▶ ПРИВЕДЁННЫЙ ОТРЫВОК

▬▬▬

Об исполнении Варламовым роли Основы рецензенты писали: в спектакле П. П. Гнедича, где «не было общего тона комедии-сказки», «всех покрыл Варламов — Основа. Это уже такое сочное и сильное дарование, ведущее свой род именно от шекспировской буффонады. Оттого в комедии, вроде “Сон в летнюю ночь”, он как рыба в воде»[204]. Отмечалось, что в пьесе, представляющей собой «настоящий буфф, во вкусе современников Шекспира», «самый легкий, сказочный, свободный тон был у Варламова — Основы»[205].

▬▬▬

▶ УСЛОВИЕ ЗАДАНИЯ
От чего, по словам рецензентов в приведённом отрывке, ведёт свой род дарование Варламова? Строки к этому заданию отношения не имеют.

▶ ФРАГМЕНТЫ СТРОК

▬▬▬

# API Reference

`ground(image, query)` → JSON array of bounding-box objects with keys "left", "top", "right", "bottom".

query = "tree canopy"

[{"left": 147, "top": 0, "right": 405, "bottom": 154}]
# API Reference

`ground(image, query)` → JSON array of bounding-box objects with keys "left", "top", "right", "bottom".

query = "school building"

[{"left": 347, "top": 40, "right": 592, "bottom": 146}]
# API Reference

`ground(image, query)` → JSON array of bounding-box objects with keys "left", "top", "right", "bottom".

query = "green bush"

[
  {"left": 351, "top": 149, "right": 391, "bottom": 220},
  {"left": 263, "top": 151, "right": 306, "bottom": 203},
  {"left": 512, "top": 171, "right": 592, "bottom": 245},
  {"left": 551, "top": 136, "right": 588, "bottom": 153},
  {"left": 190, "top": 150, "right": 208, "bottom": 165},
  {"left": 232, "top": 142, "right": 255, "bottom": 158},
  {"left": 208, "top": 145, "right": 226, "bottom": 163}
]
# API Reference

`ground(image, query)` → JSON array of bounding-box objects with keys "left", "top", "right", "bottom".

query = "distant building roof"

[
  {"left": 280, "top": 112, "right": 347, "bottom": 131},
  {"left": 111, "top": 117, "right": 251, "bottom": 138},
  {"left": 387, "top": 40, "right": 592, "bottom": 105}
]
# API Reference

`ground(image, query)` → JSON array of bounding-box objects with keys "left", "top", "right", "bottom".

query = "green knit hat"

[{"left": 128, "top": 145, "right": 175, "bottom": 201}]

▬▬▬

▶ ПОЛНЫЙ ОТВЕТ
От шекспировской буффонады.